# Emergency Survival Kit



## L8models (May 5, 2006)

I want this kit in a 500ES please...

Model 460ES OR 500ES - Emergency Survival Tool Kit contains:

* Smith & Wesson Model 460XVR, 2 3/4" Barrel with Bright Yellow Hogue® recoil reducing grip
* Waterproof Storm® Case
* Blast Match™ Firestarter and WetFire tender
* Saber Cut™ Saw with fabric sheath
* Jet Scream™ whistle
* Star Flash™ signal mirror
* Polaris® compass
* Two MPI Mylar Space® Emergency Blankets
* Smith & Wesson Extreme Ops Liner Lock Folding Knife with Black Sheath
* "Bear Attacks of the Century - True Stories of Courage and Survival" book by Larry Mueller and Marguerite Reiss

Price: $1,399.00








CLICK HERE BELOW FOR MORE INFO

Smith & Wesson


----------



## Shipwreck (Jan 26, 2006)

Yes, that's a hell of an emergency kit. Hell, why keep it just for bears. I think that should be a "standard emergency kit"


----------



## Baldy (Jun 21, 2006)

_____

Can you write the next part of the survival kit thread, picking up right after its last line? The lines that follow come from a different source than the survival kit thread.

_____

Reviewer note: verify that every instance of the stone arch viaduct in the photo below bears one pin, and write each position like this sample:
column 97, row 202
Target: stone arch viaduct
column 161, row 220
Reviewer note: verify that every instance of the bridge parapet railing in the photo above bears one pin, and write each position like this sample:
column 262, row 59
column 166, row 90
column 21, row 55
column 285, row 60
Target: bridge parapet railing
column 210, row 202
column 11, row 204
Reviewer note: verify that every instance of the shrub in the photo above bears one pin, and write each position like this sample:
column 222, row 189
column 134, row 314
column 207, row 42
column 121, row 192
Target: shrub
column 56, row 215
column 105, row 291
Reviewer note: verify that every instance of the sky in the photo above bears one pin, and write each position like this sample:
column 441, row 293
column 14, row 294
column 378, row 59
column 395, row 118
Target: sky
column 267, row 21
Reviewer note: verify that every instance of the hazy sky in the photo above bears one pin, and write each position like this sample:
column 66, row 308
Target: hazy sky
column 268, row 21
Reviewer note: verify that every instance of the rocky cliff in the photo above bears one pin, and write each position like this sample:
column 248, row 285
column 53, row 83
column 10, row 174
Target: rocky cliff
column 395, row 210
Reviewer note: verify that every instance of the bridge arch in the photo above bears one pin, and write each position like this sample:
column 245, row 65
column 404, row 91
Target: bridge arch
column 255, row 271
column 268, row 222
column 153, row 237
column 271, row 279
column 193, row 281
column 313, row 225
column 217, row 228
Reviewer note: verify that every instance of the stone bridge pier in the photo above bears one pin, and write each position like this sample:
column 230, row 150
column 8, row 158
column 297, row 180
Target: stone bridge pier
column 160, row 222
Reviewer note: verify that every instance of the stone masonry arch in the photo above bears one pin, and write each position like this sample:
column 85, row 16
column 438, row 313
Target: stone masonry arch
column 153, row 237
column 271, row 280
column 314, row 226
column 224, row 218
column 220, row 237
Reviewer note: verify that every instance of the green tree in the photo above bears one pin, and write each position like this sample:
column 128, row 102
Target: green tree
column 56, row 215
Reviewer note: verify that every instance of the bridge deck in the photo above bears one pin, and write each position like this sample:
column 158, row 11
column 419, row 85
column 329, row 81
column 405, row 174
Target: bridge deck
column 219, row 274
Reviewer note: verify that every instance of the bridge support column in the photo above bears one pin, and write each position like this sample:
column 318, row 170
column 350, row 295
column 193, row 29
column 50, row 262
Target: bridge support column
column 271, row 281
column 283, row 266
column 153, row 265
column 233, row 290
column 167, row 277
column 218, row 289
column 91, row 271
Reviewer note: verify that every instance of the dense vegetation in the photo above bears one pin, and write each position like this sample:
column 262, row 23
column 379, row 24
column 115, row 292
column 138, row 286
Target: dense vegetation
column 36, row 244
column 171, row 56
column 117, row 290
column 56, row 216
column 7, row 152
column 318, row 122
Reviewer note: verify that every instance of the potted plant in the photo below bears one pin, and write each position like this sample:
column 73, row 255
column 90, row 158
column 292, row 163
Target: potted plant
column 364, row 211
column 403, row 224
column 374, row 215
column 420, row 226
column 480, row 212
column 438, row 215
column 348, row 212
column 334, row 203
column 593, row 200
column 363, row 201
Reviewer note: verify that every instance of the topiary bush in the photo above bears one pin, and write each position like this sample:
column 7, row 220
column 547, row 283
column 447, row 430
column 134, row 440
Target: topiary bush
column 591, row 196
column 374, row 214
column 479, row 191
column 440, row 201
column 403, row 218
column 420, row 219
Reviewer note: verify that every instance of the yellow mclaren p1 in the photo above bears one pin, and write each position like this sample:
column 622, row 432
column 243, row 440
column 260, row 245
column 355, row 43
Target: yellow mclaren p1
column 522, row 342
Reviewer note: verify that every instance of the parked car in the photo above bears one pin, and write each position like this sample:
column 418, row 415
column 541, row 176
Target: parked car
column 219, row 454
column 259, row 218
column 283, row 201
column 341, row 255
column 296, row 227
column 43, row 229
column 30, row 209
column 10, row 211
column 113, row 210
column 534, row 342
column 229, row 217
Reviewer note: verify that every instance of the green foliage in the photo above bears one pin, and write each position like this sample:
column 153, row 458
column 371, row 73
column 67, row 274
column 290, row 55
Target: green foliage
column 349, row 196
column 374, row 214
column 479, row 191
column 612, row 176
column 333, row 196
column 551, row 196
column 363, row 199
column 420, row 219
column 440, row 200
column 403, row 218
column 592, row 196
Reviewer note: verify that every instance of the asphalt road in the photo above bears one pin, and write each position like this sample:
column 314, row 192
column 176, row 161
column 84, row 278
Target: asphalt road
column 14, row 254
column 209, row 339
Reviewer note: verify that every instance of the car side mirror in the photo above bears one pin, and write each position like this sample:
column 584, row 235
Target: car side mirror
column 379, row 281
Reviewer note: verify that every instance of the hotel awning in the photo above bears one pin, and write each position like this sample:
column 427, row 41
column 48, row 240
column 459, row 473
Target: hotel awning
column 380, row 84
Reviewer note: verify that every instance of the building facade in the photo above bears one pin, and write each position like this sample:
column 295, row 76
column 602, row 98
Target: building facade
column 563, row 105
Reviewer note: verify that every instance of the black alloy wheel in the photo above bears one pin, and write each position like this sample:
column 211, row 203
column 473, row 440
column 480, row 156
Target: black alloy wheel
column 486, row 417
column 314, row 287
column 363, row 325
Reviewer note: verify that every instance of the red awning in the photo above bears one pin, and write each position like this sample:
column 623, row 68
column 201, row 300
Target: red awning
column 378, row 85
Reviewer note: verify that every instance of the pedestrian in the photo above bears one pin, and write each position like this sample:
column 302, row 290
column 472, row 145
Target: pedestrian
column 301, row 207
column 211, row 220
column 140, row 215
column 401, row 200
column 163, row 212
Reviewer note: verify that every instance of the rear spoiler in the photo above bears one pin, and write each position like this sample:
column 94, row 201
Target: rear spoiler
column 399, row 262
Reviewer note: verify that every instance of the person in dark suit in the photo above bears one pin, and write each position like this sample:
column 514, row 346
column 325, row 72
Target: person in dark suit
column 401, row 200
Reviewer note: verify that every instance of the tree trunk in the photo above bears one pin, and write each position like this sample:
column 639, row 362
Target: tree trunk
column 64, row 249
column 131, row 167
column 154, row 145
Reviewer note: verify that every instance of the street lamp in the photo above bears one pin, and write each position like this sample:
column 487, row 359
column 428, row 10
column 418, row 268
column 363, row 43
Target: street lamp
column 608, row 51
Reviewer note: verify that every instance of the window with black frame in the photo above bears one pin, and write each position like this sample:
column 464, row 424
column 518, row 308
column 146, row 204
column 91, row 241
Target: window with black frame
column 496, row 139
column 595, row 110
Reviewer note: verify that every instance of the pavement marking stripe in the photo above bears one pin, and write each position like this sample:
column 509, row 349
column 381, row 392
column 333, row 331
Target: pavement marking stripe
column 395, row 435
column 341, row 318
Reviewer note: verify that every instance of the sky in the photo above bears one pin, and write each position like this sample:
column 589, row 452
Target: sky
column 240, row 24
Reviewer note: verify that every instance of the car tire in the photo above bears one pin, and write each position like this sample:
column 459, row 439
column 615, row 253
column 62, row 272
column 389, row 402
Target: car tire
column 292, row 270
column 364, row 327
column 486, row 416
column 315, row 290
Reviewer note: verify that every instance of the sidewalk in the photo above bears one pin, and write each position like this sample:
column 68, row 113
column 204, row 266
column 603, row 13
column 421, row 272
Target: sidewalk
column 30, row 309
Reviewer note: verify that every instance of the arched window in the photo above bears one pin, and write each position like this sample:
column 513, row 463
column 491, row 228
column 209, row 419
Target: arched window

_____

* Reply to the task:
I like the 460 as it is a flater shooting round than the 500. What I been told by other people who have them. I know one thing you better get a good hold on one if you shoot it. I have watched some down at the range and their a hand full.


----------



## SuckLead (Jul 4, 2006)

I haven't had the pleasure of shooting a 460 yet, but I shot the 500 with the 8 and some change inch barrel. I didn't think it was awful. You really do have to put your body behind it, so you need to concentrate on what you are doing real well, but it isn't too bad if you do.

I wonder what the recoil on the tiny little barrel is, though.


----------



## Baldy (Jun 21, 2006)

Sucklead I watched a big guy down at the range with one. It was rocking him on his heels with that short barrel. He had one of them jello gloves on and it spurng a leak. I had to turn around and laugh. Not for me.


----------



## 2400 (Feb 4, 2006)

I had a chance to put a bunch of rounds down range with both the 500 and 460. Next big handgun I get is going to be the 460 S&W. :mrgreen:


----------



## Revolver (Aug 26, 2006)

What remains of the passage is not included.